> Rows:
########

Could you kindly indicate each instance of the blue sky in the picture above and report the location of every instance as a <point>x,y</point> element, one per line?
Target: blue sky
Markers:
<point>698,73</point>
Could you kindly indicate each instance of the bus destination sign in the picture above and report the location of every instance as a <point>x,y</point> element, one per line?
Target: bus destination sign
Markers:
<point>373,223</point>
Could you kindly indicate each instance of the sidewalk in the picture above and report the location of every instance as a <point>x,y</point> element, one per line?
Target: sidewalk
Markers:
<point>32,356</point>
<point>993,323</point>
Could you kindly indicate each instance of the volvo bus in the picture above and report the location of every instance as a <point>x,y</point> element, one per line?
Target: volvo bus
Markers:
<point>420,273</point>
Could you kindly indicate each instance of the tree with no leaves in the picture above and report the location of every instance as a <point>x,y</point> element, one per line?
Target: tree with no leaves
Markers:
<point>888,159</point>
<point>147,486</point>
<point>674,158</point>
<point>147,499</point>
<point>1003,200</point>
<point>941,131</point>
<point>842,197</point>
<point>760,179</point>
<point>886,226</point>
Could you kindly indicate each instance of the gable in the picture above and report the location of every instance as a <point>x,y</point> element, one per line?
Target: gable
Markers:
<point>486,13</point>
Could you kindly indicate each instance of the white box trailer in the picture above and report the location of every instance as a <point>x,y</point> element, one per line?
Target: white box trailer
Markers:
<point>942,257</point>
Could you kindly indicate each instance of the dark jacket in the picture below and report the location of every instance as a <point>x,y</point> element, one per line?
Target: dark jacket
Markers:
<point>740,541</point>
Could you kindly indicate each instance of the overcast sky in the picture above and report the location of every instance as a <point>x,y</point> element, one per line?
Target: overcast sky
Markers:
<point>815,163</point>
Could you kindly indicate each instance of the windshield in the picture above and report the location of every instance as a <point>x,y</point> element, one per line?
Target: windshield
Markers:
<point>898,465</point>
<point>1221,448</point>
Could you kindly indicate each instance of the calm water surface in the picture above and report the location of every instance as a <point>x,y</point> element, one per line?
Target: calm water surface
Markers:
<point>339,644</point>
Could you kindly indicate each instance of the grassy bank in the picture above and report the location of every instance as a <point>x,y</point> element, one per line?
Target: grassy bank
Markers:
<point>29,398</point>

########

> Direction:
Copy every line of the items above word for word, from the first line through the last.

> Solution to the exercise:
Could you kindly indicate each instance of the blue sky in the picture above and report the location of every instance as a <point>x,y</point> element, one per line?
Target: blue sky
Markers:
<point>698,73</point>
Could you kindly indicate each instance of the bus destination sign in the picture above and report the location of every instance as a <point>x,y</point> element, one per line?
Target: bus destination sign
Markers:
<point>373,223</point>
Could you kindly indicate each instance of the sidewalk in the picture above and report the location of every instance as a <point>x,y</point> element, one per line?
Target: sidewalk
Markers:
<point>32,356</point>
<point>993,323</point>
Could you kindly indicate each instance of the volvo bus in the picture above and report the location of every instance as a <point>x,y</point> element, one per line?
Target: volvo bus
Markers:
<point>420,273</point>
Could you kindly indicate each instance of the tree with no leaves in the picture above and report the location of every instance as a <point>x,y</point> element, one per line?
Target: tree with no leaves
Markers:
<point>888,159</point>
<point>147,486</point>
<point>674,158</point>
<point>147,499</point>
<point>1003,200</point>
<point>941,131</point>
<point>842,197</point>
<point>760,179</point>
<point>886,226</point>
Could you kindly indicate each instance of the gable in the picture above and report the location of every instance as a <point>x,y</point> element, one per line?
Target: gable
Markers:
<point>486,13</point>
Could you kindly indicate each instance of the white box trailer in the picture above and report the location of every instance as a <point>x,y</point> element, one per line?
Target: white box trailer
Markers:
<point>942,257</point>
Could you kindly indicate each instance of the dark jacket in the picture below and report the location of every instance as a <point>x,y</point> element, one per line?
Target: dark jacket
Markers:
<point>740,541</point>
Could you kindly indicate each instance of the overcast sky in the picture above and report the location of every instance as a <point>x,y</point> element, one per line?
Target: overcast sky
Markers:
<point>815,163</point>
Could you kindly indicate each instance of the windshield in the picture above and report the location of every instance as a <point>x,y</point> element, one per line?
Target: windshield
Markers:
<point>898,465</point>
<point>1221,448</point>
Could you kindly indicate each instance of the calm water surface in the picture above and report the location of every instance as a <point>x,y</point> element, one per line?
Target: calm water surface
Markers:
<point>339,644</point>
Could you kindly indicate each instance of the grassy bank in the picture above and report the location of every instance as a <point>x,y</point> element, one per line?
Target: grassy bank
Markers:
<point>29,398</point>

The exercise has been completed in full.